Wednesday, August 18, 2010

The Intro to Kat

Posting the first in a series of blogs is much like posting an about me on a social networking site. It's like trying to squash yourself into a box that others will understand.  I don't particularly like that idea, though it has its uses assuredly. People love placing others in neat little boxes because it's simpler than getting to understand every facet of them.. Me, I'm more of a global mind. I like to think, and think, and contemplate, and observe. Currently I'm debating how much of myself I should reveal right now.

First thing I will tell you, I will be doing my best to post a blog daily. I may miss a day, simply because I'm homeless and trying to rectify the situation.

I'm not the most social of creatures. Hardly surprising, considering I am posting blogs rather than doing video blogs or being a comedienne.(Ah hah! It's a female!)


A little glimmer of what's in my mind- I'm sitting here in the library beneath all the layers of criss-crossing stares and in a single glance I see at least 4 people walking up or down a different part of the intricate staircase.


In those four people are four totally different lives with multiple layers of thoughts, beliefs, friends, political views, emotional entanglements, troubles and happinesses.


All humans on the planet share 99.999999%(etc) IDENTICAL genetic stuffs. That means that although they all look very different, have different mental and emotional and physical issues, though they are of different ages and have different jobs etc, and think in totally different patterns, they're all practically the same thing. They may despise each other beyond belief, or love each other as deeply as people possibly can.


All sorts of things fascinate me. I'm often caught between deep feelings of disgust toward people, and amazement. The intricate nature of mankind amazes me, yet what people do, say, how they act often disgusts me. I feel alone in a crowd, and claustrophobic all at once. I love people for their potential, and loathe them for their flaws- And note, by that I don't mean their mistakes. Mistakes are mistakes. When you choose to be an asshole to someone for no reason, with no psychological reason in your past to back it up.. It's not right. Arrogance annoys me, though I can be arrogant. I also accept that in the grand scheme of this planet and the universe I am nothing, though.


To me, love is something you can't really explain as simply platonic or familial or romantic. Love is much more than all of that. It's all of it combined. Love is knowing someone for all their strengths and faults, their problems and the reasons why and liking them anyway. It's liking them FOR their faults, for their issues, for their very being itself. It's a hard thing to do, and exhausting when you're hurt by them.  But I think it's worth it.

[Items listed in a dataset]
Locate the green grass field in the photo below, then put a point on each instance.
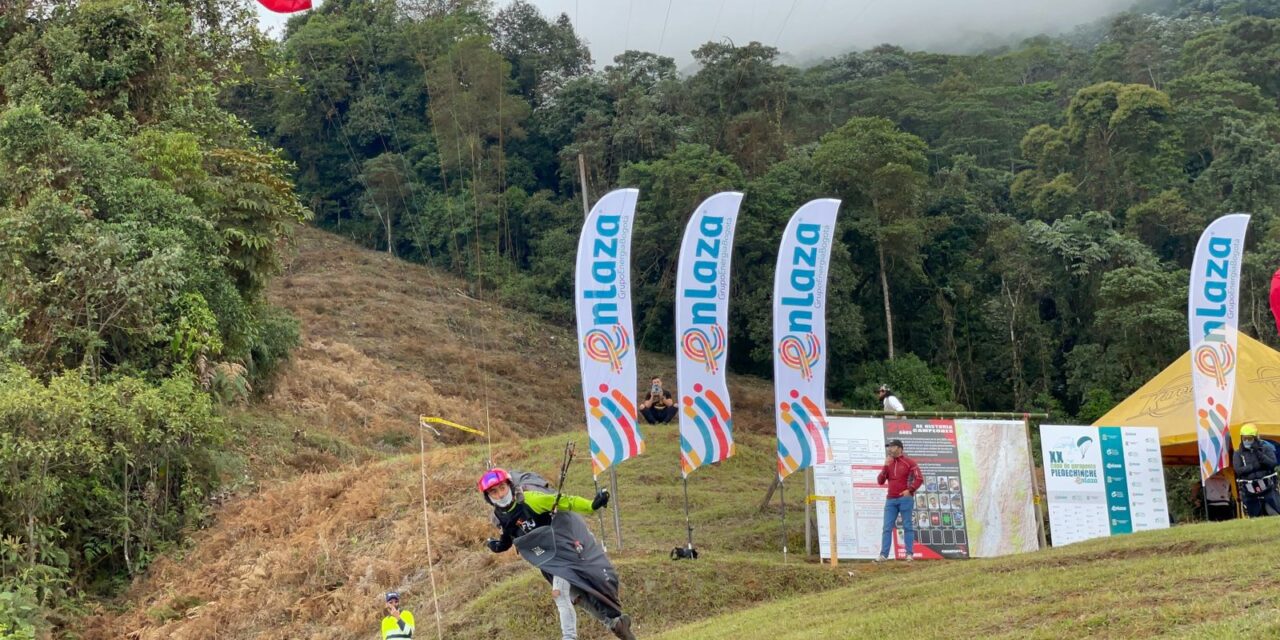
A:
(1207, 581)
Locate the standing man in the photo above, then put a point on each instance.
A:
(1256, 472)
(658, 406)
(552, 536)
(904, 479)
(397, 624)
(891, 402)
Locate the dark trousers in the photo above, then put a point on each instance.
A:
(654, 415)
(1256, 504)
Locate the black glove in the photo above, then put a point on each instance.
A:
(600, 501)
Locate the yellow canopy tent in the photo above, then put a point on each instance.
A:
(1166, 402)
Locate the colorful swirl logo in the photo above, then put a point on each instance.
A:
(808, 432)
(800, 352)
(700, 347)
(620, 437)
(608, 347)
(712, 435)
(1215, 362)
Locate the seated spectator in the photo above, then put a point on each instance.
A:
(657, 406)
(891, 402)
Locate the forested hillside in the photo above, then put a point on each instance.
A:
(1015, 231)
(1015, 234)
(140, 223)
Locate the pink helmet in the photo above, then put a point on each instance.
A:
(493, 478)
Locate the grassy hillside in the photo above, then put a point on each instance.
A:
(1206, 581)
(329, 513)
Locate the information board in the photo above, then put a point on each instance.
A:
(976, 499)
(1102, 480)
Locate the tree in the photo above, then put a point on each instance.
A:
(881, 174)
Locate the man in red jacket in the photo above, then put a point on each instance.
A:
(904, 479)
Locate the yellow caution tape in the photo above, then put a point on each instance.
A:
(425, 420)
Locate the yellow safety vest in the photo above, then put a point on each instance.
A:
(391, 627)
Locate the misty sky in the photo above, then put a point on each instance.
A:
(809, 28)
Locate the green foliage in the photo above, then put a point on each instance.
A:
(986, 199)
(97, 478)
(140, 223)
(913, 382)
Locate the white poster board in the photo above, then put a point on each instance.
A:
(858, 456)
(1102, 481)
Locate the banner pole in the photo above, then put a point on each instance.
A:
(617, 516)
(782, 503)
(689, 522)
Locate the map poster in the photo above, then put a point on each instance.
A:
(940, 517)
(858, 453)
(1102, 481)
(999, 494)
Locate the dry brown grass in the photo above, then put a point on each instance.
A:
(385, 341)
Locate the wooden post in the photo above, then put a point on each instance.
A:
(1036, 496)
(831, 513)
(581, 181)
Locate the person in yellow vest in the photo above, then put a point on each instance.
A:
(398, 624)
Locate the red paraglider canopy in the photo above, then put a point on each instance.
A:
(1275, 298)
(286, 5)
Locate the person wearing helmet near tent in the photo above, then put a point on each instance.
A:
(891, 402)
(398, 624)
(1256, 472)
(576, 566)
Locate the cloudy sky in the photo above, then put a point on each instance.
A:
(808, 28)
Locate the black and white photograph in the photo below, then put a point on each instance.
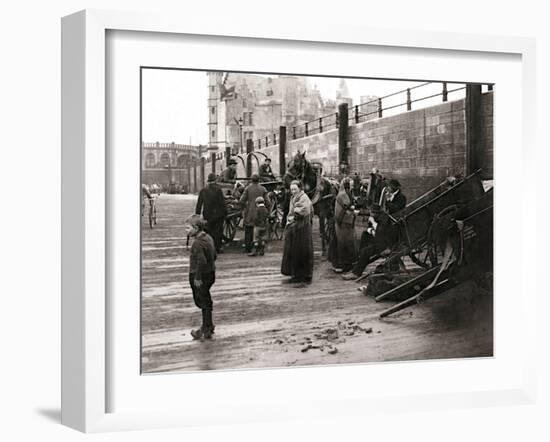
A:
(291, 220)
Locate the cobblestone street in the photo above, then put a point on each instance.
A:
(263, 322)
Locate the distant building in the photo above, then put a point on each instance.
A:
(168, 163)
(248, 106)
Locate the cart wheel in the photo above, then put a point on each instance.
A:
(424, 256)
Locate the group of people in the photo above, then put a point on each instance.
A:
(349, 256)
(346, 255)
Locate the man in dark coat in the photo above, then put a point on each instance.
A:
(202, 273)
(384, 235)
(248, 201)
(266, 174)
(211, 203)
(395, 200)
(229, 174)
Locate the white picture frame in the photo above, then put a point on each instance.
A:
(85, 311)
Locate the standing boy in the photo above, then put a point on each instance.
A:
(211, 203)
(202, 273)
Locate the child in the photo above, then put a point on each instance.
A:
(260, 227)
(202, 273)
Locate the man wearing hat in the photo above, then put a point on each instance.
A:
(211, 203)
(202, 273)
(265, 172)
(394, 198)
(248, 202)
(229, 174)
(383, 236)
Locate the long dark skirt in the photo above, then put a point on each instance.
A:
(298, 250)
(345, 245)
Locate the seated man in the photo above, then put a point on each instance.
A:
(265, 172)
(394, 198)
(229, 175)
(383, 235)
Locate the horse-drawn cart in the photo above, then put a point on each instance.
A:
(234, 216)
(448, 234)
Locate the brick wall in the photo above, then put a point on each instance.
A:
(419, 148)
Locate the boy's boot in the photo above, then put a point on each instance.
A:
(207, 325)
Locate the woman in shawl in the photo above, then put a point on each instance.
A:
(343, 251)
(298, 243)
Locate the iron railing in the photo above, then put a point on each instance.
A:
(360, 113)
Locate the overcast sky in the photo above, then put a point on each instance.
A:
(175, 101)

• Description of the task
In the blog post, what reason does the writer give for people liking to place others in neat little boxes?

• Your response
People do it because it's simpler than getting to understand every facet of a person.